_QUESTIONS ON THE MATERIAL_:
[1] From the MRD text, write out the passage that begins at the words "MRD monitoring using" and stops after the words "can be used.".
[2] According to the MRD text, what is the limitation of the Tumor-informed strategy?

_SELECTED TEXT_:

######

4.Can MRD with Tumor-informed strategy be used on patients without tissue samples or treatment?

MRD monitoring using the Tumor-informed strategy requires sequencing of tumor tissue and customizing the MRD detection panel based on the patient's personalized variation information. The limitation of this strategy is tissue dependence, so MRD with Tumor-informed strategy cannot be used without tissue samples.

Treated patients: Tumors have spatial and temporal heterogeneity. Treatment options for different cancer types may change the molecular characteristics of tumors. There are differences between the baseline analysis of previous tumor samples and the molecular characteristics after treatment, which may affect the accuracy of test results. At present, there is no unified opinion in the guidelines and consensus. Recurrent/metastatic lesions can be used for baseline analysis, follow-up dynamic surveillance, or the Tumor-naïve strategy can be used.

6. If the first postoperative minimal residual disease (MRD) is negative, and clinical postoperative adjuvant treatment is administered, is it still necessary to conduct multiple follow-up dynamic monitoring?

A negative MRD result does not mean that the patient is without the risk of recurrence or metastasis. Postoperative negative molecular residual status also does not serve as the sole criterion for assessing the suitability of adjuvant treatment in clinical evaluation. Even if the initial MRD test is negative, it is still advisable to dynamically monitor the recurrence and metastasis situation in subsequent follow-ups, and to proceed with monitoring and diagnosis based on the recommendations of clinical doctors.

######

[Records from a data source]
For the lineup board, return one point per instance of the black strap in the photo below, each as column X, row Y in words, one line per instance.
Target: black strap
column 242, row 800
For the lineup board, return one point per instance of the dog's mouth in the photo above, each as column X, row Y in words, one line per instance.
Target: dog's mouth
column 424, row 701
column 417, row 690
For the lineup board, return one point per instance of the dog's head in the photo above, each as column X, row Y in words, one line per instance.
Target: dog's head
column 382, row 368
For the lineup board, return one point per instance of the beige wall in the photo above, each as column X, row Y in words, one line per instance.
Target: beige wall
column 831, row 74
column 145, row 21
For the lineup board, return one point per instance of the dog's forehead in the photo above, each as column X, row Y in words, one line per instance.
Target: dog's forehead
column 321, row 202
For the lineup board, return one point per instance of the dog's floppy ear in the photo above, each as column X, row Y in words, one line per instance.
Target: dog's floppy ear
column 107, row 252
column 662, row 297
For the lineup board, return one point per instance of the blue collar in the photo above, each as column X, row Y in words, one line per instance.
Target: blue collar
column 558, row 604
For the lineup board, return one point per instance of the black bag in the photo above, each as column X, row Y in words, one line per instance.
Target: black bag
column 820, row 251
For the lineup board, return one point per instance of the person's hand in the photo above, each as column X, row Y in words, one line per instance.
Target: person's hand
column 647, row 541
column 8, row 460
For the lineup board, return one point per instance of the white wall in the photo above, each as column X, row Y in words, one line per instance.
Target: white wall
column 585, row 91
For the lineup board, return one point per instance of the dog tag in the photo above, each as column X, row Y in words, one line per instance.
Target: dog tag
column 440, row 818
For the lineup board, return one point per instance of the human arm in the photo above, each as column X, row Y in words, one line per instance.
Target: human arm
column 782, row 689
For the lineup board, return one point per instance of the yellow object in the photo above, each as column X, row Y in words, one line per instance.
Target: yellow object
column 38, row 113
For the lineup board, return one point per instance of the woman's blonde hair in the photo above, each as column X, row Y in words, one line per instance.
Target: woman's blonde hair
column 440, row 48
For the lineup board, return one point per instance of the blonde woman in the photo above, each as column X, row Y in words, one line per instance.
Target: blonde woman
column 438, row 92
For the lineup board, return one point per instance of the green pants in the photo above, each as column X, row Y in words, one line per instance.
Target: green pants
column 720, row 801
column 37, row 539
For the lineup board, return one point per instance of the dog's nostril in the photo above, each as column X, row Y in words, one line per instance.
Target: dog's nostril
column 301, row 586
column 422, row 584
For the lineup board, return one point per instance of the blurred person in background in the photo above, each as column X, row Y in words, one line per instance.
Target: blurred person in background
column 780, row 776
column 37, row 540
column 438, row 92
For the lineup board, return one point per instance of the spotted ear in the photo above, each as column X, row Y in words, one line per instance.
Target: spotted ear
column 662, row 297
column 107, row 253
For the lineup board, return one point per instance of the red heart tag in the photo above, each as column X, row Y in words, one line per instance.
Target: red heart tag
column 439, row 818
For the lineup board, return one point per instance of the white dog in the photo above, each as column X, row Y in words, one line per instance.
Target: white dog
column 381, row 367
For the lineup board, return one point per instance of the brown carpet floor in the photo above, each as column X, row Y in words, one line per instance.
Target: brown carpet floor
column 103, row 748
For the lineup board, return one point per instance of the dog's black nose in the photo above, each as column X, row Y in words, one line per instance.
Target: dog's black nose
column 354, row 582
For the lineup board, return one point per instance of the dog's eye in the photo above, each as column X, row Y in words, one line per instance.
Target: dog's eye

######

_SOLUTIONS PER TASK_:
[1]
MRD monitoring using the Tumor-informed strategy requires sequencing of tumor tissue and customizing the MRD detection panel based on the patient's personalized variation information. The limitation of this strategy is tissue dependence, so MRD with Tumor-informed strategy cannot be used without tissue samples.

Treated patients: Tumors have spatial and temporal heterogeneity. Treatment options for different cancer types may change the molecular characteristics of tumors. There are differences between the baseline analysis of previous tumor samples and the molecular characteristics after treatment, which may affect the accuracy of test results. At present, there is no unified opinion in the guidelines and consensus. Recurrent/metastatic lesions can be used for baseline analysis, follow-up dynamic surveillance, or the Tumor-naïve strategy can be used.

[2] Tissue dependence.